=== STATED GOAL A ===
Reproduce the worked solution starting at "Product of the roots of given" and ending at "(From (*) and (**))", with "first term" renamed to "initial term".

=== QUOTED TEXT ===
Question

If $a, b,c$ be the $p^{th}$ , $q^{th}$ and $r^{th}$ terms respectively of an A.R and GR both, then the product of the roots of equation $(a^{b} \,b^{c}\,c^{a}) x^{2}-(abc) x+(a^{c}\,b^{a}\, c^{b})=0$ equals

• A. $-1$
• B. $2$
• C. $abc$
• D. $1$

Answer 1

Answer: (D)

Product of the roots of given equation
$=\frac{a^{c}\,b^{a}\,c^{b}}{a^{b}\,b^{c}\,c^{a}}=a^{c-b}\, b^{a-c}\, c^{b-a}$
Also, $a=A+\left(p-1\right)d\}$
$b=A+(q-1) d \}$
$c=A+(r-1) d \} \, \dots (*)$ A = first term of A.P. d = common difference of A.P
and $a=BR^{p-1}\}$
$b=BR^{q-1}\}$
$c = B \, R^{r-1}\} \, \dots(**)$ B is the first term and R is common ratio of GP.
Now, $a^{c-b} b^{a-c} c^{b-a}$
$=\left(BR^{p-1}\right)^{\left(r-q\right)d} \times\left(BR^{q-1}\right)^{\left(p-r\right)d}\times\left(BR^{r-1}\right)^{\left(q-p\right)d}$
(From (*) and (**))
$=B^{\left(r-q+p-r+q-p\right)d}$
$R^{\left[\left(p-1\right)\left(r-q\right)+\left(q-1\right)\left(p-r\right)+\left(r-1\right)\left(q-p\right)\right]d}=B^{0}R^{0}=1$

=== STATED GOAL B ===
Copy out each line of the records that contains the word "instance".

=== EXCERPTED DATA ===
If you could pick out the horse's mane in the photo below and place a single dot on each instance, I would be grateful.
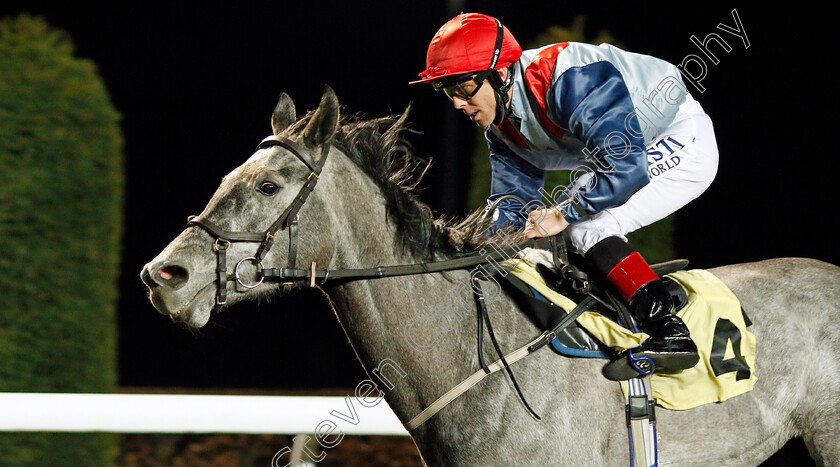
==
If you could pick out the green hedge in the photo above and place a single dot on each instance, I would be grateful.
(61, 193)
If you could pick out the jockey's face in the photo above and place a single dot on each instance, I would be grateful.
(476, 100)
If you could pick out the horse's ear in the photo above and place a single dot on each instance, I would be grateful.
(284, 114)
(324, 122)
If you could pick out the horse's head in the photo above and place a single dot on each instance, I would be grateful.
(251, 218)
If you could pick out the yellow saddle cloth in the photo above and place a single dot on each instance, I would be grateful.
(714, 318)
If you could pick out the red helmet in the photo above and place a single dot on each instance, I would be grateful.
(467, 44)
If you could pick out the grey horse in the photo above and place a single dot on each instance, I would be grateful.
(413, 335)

=== TASK ANSWER A ===
Product of the roots of given equation
$=\frac{a^{c}\,b^{a}\,c^{b}}{a^{b}\,b^{c}\,c^{a}}=a^{c-b}\, b^{a-c}\, c^{b-a}$
Also, $a=A+\left(p-1\right)d\}$
$b=A+(q-1) d \}$
$c=A+(r-1) d \} \, \dots (*)$ A = initial term of A.P. d = common difference of A.P
and $a=BR^{p-1}\}$
$b=BR^{q-1}\}$
$c = B \, R^{r-1}\} \, \dots(**)$ B is the initial term and R is common ratio of GP.
Now, $a^{c-b} b^{a-c} c^{b-a}$
$=\left(BR^{p-1}\right)^{\left(r-q\right)d} \times\left(BR^{q-1}\right)^{\left(p-r\right)d}\times\left(BR^{r-1}\right)^{\left(q-p\right)d}$
(From (*) and (**))

=== TASK ANSWER B ===
If you could pick out the horse's mane in the photo below and place a single dot on each instance, I would be grateful.
If you could pick out the green hedge in the photo above and place a single dot on each instance, I would be grateful.
If you could pick out the jockey's face in the photo above and place a single dot on each instance, I would be grateful.
If you could pick out the horse's ear in the photo above and place a single dot on each instance, I would be grateful.
If you could pick out the horse's head in the photo above and place a single dot on each instance, I would be grateful.
If you could pick out the yellow saddle cloth in the photo above and place a single dot on each instance, I would be grateful.
If you could pick out the red helmet in the photo above and place a single dot on each instance, I would be grateful.
If you could pick out the grey horse in the photo above and place a single dot on each instance, I would be grateful.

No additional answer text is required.